→ **Exercise aim**
Copy out everything from the line containing "Give the mask of every instance of the white" down to the end of the data, including the requests. In the answers, multiply every coordinate by 2.45 and round each result to a whole number, with halves rounded up.

Region labeling data

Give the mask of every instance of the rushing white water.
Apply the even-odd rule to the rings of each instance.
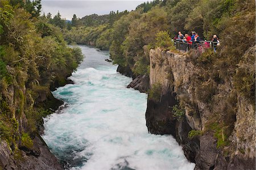
[[[53,93],[68,106],[44,119],[43,136],[72,169],[193,169],[170,135],[149,134],[146,95],[105,61],[107,51],[80,46],[86,58]]]

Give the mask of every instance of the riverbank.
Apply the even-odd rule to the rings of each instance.
[[[105,61],[108,52],[81,48],[86,57],[75,84],[53,92],[67,107],[45,120],[52,152],[69,168],[193,169],[171,136],[148,133],[146,94],[126,88],[131,78]]]

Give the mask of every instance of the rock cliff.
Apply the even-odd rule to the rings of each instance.
[[[255,169],[255,107],[232,78],[205,76],[193,54],[158,48],[150,58],[148,131],[172,134],[195,169]]]
[[[56,84],[60,85],[54,82],[51,87]],[[0,141],[0,169],[63,169],[40,136],[43,131],[42,117],[63,102],[55,98],[49,89],[38,88],[34,89],[36,93],[31,93],[25,86],[11,85],[3,90],[0,109],[6,124],[0,123],[1,130],[5,130],[0,131],[5,138]]]

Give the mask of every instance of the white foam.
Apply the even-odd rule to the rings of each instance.
[[[76,84],[53,92],[68,103],[45,119],[43,138],[53,153],[82,148],[76,156],[89,159],[73,169],[193,169],[174,138],[148,134],[146,95],[126,88],[131,79],[115,69],[79,69],[71,77]]]

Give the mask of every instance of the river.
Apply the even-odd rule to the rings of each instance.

→ **Answer to this problem**
Give the mask of every instance of the white foam.
Apply the even-odd rule to the rings of each instance.
[[[186,206],[130,225],[167,252],[110,292],[105,338],[130,375],[201,363],[186,382],[218,390],[179,414],[473,414],[426,338],[363,328],[358,233],[309,216],[321,194],[282,169],[194,169],[174,189]]]

Give the mask of every instance of the river.
Apply the even-odd rule to the rings of each instance.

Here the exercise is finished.